### Do this
Change "snowy field" to "frozen lake" in the items from the first line through the line containing "MULTIPOLYGON (((120 148, 117", and give back only those lines with all else unchanged.

### Source records
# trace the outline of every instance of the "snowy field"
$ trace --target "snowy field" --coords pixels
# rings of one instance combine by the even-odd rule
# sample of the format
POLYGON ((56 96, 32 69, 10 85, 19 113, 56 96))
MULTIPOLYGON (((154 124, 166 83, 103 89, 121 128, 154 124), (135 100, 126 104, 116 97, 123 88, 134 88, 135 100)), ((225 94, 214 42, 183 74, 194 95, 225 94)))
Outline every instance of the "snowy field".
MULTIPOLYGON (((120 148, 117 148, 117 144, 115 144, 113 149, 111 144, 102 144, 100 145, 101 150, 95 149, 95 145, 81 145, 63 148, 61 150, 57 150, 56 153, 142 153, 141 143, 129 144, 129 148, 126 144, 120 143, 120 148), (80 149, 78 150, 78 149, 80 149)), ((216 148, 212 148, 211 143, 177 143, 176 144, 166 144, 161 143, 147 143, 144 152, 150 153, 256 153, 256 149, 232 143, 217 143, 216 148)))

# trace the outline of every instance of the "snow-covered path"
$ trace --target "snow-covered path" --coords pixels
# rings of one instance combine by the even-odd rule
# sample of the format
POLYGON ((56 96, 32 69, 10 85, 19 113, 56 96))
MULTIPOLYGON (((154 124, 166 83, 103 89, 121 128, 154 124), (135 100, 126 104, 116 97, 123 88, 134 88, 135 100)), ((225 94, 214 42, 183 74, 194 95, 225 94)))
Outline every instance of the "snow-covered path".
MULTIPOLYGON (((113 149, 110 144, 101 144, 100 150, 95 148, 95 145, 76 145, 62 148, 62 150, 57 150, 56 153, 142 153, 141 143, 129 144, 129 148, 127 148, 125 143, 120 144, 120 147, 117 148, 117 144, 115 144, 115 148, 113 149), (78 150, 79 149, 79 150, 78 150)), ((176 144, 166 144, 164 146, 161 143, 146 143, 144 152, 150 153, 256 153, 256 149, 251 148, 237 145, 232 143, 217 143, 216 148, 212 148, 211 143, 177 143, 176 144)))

### Solution for this problem
# trace the outline of every instance of the "frozen lake"
$ trace --target "frozen lake" --coords pixels
# rings of one instance combine by the even-odd rule
# sample of the format
POLYGON ((56 96, 32 69, 10 85, 19 113, 56 96))
MULTIPOLYGON (((154 124, 166 83, 103 89, 121 128, 154 124), (135 100, 126 104, 116 97, 123 88, 134 88, 135 100)), ((225 94, 214 42, 183 74, 194 95, 225 94)))
Outline every instance of the "frozen lake".
MULTIPOLYGON (((120 148, 117 148, 117 144, 115 144, 113 149, 111 144, 102 144, 100 145, 101 150, 95 149, 95 145, 81 145, 63 148, 61 150, 57 150, 56 153, 142 153, 141 143, 129 144, 129 148, 126 144, 120 143, 120 148), (80 149, 78 150, 78 149, 80 149)), ((216 148, 212 148, 211 143, 177 143, 176 144, 166 144, 161 143, 147 143, 144 152, 150 153, 256 153, 256 149, 232 143, 217 143, 216 148)))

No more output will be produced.